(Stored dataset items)

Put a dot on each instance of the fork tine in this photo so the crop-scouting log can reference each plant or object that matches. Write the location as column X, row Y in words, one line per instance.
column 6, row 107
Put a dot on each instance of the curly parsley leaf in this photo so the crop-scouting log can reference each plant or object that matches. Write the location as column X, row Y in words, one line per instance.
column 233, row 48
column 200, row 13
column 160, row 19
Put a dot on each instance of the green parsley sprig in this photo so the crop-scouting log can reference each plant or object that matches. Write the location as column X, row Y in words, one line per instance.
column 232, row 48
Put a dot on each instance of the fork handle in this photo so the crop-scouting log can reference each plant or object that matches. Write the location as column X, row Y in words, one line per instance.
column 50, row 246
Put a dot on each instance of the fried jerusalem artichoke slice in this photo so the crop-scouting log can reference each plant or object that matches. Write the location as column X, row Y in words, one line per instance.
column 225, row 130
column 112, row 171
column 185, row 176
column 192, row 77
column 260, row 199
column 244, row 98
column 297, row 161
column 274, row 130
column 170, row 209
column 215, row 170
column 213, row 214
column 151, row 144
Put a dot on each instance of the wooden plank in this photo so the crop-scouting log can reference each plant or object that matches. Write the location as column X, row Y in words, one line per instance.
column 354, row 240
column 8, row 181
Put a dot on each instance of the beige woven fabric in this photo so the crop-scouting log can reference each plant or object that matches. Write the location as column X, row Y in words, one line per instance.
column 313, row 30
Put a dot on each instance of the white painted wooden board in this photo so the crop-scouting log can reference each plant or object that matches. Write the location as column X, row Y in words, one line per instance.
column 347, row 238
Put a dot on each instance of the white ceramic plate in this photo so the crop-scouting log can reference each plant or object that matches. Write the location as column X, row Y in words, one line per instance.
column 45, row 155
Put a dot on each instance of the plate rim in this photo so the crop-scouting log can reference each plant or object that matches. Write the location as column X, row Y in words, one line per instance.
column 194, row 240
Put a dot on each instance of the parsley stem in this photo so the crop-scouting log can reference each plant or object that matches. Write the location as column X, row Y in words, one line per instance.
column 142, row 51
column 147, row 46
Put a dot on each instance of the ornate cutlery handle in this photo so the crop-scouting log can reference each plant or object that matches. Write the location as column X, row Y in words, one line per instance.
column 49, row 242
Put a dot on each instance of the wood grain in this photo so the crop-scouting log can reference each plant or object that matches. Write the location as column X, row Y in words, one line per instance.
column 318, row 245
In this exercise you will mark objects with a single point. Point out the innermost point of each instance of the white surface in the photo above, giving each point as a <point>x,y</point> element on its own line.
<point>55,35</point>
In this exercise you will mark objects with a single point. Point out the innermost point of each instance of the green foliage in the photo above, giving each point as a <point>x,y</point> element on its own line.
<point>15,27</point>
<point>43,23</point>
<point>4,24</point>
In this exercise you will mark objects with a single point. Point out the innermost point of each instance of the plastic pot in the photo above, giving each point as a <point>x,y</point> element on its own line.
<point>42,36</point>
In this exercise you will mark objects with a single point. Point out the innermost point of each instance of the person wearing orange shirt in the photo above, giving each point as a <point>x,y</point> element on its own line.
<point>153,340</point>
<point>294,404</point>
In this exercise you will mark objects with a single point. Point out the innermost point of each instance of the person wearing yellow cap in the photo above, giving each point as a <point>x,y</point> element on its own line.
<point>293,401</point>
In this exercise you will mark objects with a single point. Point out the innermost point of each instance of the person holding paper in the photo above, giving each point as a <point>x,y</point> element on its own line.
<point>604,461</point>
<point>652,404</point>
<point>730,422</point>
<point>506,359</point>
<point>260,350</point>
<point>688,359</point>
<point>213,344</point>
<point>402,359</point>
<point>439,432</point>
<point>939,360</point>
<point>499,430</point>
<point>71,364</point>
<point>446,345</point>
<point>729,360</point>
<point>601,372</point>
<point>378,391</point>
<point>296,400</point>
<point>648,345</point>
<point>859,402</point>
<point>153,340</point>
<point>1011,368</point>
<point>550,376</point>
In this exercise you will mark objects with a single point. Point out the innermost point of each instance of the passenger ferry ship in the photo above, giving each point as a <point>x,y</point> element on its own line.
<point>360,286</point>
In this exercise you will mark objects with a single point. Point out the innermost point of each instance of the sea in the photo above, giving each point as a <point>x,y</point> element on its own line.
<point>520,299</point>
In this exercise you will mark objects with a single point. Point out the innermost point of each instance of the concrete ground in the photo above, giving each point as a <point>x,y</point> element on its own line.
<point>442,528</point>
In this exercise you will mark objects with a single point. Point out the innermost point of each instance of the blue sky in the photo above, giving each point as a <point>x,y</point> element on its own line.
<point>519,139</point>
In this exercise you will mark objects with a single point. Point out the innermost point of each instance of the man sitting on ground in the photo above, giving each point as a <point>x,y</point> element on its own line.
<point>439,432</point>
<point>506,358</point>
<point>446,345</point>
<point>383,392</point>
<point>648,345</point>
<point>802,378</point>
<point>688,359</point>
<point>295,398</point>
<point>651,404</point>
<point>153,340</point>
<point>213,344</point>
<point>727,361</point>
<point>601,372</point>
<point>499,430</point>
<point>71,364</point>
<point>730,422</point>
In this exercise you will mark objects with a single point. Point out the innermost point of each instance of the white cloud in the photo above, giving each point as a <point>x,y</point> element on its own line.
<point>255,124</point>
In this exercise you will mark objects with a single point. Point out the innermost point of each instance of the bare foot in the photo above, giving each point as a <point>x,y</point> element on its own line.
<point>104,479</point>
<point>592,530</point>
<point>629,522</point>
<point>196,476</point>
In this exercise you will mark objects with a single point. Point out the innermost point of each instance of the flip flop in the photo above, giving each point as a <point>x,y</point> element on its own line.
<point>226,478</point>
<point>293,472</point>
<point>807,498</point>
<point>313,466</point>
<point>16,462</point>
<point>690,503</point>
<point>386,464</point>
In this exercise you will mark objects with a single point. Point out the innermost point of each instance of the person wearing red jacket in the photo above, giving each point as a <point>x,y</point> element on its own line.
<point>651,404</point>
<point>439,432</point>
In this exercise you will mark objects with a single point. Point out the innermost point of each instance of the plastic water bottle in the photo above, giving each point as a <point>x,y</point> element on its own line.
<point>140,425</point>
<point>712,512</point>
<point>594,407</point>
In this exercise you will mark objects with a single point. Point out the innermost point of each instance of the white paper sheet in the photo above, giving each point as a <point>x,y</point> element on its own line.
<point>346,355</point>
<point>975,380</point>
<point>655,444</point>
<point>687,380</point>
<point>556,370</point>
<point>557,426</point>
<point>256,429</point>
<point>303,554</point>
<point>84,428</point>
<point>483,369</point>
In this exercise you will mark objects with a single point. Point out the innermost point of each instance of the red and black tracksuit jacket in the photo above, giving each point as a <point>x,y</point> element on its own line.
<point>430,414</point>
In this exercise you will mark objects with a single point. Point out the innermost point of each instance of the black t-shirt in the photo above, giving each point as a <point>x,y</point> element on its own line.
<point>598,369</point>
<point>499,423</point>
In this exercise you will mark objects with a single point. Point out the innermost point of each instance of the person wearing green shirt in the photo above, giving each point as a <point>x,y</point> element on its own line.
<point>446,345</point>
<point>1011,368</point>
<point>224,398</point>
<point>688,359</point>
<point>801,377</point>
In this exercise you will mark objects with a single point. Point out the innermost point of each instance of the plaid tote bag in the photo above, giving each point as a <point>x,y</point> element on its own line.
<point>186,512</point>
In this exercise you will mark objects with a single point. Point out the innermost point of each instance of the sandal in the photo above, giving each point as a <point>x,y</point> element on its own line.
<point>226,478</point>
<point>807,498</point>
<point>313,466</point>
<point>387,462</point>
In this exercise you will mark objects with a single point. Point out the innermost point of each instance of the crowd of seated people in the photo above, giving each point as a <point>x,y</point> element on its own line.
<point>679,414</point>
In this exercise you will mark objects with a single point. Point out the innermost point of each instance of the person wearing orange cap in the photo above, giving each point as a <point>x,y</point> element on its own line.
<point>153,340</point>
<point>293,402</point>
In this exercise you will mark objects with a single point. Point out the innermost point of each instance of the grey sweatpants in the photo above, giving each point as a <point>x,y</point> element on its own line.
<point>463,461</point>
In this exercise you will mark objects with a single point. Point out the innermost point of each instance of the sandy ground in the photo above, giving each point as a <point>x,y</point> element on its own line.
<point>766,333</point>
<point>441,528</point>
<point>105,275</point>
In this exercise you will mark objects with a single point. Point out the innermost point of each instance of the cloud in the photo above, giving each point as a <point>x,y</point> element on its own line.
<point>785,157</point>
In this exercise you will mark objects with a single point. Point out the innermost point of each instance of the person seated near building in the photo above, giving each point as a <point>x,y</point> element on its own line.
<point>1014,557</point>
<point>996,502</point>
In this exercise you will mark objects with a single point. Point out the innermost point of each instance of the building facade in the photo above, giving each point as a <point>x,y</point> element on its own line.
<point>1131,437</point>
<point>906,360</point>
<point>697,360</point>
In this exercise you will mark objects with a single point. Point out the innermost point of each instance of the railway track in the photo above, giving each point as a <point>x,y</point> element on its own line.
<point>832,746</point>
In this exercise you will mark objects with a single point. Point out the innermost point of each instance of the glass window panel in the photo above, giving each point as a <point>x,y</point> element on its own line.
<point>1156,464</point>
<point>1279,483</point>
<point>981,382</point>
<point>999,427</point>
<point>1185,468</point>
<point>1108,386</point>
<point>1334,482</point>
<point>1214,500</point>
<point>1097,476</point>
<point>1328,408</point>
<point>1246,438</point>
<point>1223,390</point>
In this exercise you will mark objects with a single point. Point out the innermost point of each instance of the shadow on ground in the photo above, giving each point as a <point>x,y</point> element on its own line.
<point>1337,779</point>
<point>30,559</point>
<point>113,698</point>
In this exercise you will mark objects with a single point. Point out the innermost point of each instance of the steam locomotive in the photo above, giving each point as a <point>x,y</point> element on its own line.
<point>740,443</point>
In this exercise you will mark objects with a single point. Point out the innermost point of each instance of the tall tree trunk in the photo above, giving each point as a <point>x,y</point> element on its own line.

**What is being asked:** Beginning at the line that holds "of the railway", reproduce the lines exactly up to and including the final line of the entries.

**Answer:**
In this exercise you will mark objects with a single point. Point out the innermost point of each instance of the railway track in the photo above, giving each point as a <point>x,y</point> element on its own line.
<point>832,746</point>
In this exercise you will mark objects with a single point. Point out the innermost point of each instance of the glass window panel in the photo above, giving each point as a <point>x,y</point> element on its own line.
<point>1156,464</point>
<point>1279,483</point>
<point>981,382</point>
<point>999,427</point>
<point>1185,468</point>
<point>1108,386</point>
<point>1334,482</point>
<point>1214,500</point>
<point>1097,476</point>
<point>1328,408</point>
<point>1246,438</point>
<point>1223,390</point>
In this exercise you will mark objects with a single point. Point out the innermost point of each instance of the shadow on ground in the photo above, giving each point as a <point>x,y</point> element on its own line.
<point>1337,779</point>
<point>30,559</point>
<point>113,698</point>
In this exercise you will mark objects with a single point. Point out the innermost point of each instance of the steam locomotive in the photo above, giving each point as a <point>x,y</point> element on its own line.
<point>740,443</point>
In this exercise you will mark objects with a single point. Point out the innermost point of each instance of the tall tree trunk in the photo above, giving each point as a <point>x,y</point> element on its own line.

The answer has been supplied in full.